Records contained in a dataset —
=== Section Start ===
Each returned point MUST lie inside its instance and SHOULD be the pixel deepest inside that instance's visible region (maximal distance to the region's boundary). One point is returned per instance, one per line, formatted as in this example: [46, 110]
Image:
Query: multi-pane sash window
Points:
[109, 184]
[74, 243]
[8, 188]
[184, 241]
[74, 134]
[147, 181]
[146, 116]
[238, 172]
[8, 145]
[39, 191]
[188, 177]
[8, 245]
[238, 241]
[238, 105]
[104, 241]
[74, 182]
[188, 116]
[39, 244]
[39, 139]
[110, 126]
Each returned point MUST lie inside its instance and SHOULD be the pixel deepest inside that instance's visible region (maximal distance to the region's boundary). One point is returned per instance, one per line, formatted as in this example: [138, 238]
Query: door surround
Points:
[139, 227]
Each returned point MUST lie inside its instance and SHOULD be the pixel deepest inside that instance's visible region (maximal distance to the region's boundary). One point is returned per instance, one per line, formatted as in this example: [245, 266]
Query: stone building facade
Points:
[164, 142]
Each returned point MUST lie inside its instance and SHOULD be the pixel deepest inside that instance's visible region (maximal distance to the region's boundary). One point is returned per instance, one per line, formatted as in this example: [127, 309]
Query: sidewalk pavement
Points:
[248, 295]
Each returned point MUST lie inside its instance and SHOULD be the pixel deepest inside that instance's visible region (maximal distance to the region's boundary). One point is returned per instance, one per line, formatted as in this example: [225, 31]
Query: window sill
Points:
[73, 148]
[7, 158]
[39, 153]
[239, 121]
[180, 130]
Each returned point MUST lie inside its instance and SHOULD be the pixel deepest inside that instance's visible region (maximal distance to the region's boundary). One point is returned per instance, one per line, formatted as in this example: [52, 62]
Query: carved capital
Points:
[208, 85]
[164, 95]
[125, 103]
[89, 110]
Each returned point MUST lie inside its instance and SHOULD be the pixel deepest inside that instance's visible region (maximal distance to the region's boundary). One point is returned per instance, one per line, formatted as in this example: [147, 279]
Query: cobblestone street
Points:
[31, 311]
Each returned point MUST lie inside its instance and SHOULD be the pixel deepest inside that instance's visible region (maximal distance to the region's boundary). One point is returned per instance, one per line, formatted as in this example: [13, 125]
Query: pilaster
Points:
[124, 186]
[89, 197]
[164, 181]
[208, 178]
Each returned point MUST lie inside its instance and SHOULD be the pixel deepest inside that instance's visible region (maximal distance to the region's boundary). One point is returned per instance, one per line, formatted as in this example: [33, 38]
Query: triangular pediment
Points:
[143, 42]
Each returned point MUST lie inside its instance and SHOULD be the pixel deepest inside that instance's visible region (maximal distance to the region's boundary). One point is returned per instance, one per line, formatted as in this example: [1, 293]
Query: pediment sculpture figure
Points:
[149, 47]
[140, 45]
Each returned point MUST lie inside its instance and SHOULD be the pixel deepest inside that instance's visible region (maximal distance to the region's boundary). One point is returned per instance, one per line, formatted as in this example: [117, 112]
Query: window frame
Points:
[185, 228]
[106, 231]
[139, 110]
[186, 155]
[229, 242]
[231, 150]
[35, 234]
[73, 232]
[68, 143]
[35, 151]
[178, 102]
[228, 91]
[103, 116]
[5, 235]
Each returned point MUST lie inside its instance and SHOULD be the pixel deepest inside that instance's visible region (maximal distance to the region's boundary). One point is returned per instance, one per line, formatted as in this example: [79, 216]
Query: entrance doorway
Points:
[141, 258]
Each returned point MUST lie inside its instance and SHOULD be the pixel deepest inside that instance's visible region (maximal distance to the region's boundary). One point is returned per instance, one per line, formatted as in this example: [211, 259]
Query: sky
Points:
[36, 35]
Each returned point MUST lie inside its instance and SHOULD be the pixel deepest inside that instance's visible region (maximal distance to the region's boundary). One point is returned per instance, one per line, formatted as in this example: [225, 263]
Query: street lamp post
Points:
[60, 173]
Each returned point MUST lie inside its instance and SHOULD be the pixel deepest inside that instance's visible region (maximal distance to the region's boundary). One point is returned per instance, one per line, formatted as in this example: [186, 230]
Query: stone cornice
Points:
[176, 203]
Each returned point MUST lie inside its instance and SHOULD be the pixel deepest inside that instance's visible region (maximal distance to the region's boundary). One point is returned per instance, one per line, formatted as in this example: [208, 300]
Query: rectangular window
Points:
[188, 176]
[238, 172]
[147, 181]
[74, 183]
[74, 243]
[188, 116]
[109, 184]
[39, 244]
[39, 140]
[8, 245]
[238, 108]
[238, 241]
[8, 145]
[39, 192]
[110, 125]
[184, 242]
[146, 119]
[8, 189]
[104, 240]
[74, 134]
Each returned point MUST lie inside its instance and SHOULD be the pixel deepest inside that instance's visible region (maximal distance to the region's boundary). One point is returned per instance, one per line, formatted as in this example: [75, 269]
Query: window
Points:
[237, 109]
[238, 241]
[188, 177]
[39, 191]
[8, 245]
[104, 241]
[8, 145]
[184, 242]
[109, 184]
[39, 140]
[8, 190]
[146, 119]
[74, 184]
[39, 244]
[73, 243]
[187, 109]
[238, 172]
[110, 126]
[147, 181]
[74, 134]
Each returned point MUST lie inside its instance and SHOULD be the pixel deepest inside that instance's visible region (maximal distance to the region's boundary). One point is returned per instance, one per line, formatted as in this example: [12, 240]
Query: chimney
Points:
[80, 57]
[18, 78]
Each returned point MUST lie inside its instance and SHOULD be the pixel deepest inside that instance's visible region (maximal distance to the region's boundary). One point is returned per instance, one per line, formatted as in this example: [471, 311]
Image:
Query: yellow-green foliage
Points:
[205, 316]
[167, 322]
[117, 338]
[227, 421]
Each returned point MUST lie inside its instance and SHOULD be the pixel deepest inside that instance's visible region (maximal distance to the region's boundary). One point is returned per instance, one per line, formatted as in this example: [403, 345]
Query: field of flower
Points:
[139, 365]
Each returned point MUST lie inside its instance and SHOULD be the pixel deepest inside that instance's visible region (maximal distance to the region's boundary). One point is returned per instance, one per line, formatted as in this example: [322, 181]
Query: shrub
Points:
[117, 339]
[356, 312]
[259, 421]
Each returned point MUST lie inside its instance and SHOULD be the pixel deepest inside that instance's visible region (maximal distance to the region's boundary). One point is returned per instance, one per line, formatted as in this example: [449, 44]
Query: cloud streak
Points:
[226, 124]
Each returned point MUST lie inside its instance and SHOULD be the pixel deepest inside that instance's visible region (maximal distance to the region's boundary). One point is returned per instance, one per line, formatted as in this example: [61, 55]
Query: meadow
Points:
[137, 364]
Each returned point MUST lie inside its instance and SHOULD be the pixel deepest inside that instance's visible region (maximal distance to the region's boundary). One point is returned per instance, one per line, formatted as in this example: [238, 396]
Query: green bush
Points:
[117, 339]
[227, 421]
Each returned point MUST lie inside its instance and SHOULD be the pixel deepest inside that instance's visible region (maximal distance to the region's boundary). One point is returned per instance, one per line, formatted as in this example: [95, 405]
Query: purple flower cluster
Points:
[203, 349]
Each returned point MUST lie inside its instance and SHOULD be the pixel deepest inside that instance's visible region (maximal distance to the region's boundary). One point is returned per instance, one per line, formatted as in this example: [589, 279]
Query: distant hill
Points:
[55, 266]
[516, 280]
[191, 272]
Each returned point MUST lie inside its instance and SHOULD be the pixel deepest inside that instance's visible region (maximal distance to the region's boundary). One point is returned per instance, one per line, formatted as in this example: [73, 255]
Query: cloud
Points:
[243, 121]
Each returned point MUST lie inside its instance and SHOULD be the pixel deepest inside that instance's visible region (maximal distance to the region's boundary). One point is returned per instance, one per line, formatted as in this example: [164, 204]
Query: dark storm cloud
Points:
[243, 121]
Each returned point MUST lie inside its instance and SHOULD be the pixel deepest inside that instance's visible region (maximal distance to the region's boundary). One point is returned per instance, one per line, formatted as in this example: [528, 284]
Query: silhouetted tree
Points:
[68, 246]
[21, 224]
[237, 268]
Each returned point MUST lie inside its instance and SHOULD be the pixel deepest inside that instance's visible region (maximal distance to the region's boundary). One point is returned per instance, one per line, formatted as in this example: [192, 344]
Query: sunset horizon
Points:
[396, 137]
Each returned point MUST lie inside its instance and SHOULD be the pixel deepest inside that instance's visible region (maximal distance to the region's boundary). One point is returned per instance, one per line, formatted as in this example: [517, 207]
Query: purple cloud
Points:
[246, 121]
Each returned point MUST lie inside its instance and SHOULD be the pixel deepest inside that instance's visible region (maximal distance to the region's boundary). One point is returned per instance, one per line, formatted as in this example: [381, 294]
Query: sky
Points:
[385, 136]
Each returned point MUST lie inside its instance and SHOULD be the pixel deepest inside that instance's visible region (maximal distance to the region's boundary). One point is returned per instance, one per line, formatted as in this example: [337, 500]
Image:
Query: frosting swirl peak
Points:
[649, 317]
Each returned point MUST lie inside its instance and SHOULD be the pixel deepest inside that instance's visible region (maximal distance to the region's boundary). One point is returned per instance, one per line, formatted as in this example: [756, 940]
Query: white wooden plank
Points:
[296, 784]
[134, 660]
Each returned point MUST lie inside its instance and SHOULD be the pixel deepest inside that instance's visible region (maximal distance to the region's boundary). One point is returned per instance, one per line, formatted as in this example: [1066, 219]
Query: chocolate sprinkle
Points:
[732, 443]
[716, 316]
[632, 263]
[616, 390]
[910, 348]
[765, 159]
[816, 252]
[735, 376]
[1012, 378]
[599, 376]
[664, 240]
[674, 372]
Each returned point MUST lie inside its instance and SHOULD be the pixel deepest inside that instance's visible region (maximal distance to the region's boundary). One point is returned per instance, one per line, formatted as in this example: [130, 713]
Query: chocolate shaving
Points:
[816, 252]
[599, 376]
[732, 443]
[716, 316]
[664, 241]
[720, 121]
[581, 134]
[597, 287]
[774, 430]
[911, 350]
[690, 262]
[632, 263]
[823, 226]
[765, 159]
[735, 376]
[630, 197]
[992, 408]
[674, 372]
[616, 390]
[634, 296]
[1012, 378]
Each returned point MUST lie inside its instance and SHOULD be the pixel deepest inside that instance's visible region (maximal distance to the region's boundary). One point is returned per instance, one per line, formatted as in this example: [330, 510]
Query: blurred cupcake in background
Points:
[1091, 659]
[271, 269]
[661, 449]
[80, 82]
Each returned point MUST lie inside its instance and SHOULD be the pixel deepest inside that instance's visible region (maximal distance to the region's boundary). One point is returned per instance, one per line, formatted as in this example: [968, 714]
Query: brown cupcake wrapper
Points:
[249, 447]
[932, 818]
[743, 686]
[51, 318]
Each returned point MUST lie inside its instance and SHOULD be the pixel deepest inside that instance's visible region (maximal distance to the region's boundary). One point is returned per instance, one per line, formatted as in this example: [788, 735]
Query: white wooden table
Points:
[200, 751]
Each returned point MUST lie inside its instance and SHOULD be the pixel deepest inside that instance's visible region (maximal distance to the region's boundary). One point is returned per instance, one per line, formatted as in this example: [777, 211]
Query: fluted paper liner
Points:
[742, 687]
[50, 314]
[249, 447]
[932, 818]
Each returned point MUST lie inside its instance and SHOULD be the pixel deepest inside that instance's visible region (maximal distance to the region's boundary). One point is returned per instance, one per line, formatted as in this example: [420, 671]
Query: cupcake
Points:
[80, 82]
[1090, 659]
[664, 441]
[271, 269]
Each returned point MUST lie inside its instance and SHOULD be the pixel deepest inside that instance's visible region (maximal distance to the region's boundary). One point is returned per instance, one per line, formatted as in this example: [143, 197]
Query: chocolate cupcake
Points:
=== Section End ===
EXERCISE OBJECTIVE — Lines from the one containing "Query: blurred cupcake in background" through the last line of the records, both included, are the only ones to print, each exactly as it is.

TASK SOLUTION —
Query: blurred cupcake in background
Points:
[1091, 659]
[271, 269]
[661, 449]
[80, 82]
Each returned point MUST lie inside its instance and SHOULD be the pixel deepest inside that instance's visible region (maximal distance to the region's boundary). One point is returned per instance, one per line, formatted as in this example: [968, 714]
Query: brown cupcake wrapper
Points:
[249, 447]
[932, 818]
[743, 686]
[51, 318]
Each returned point MUST lie inside its instance and SHOULD be the pixel deepest inside that instance's visible region (maximal distance to the region's boundary). One point is returned per instance, one per line, formatted as in this example: [788, 735]
Query: white wooden table
Points:
[200, 751]
Each returned point MUST lie inside its instance and SHOULD be the pixel deepest inside that instance's visible region (maximal distance to the region's boundary). One point is returned per instance, one per line, formatted as in this example: [777, 211]
Query: fluted paper liner
Points:
[742, 687]
[50, 314]
[249, 447]
[932, 818]
Each returned point MUST lie inside its instance and SHOULD be the pixel deepest inside that instance's visible region (maximal distance to the region's boundary). One point is returned per instance, one per line, formatted as in this example: [420, 671]
Query: cupcake
Points:
[80, 82]
[1090, 659]
[664, 441]
[271, 269]
Each returned point MUST lie inside its instance and SHOULD be the pixel deepest inside that instance's visible region (maximal distance to the region's boundary). One point is returned per instance, one per line, formatted as in this example: [143, 197]
Query: chocolate cupcake
Points:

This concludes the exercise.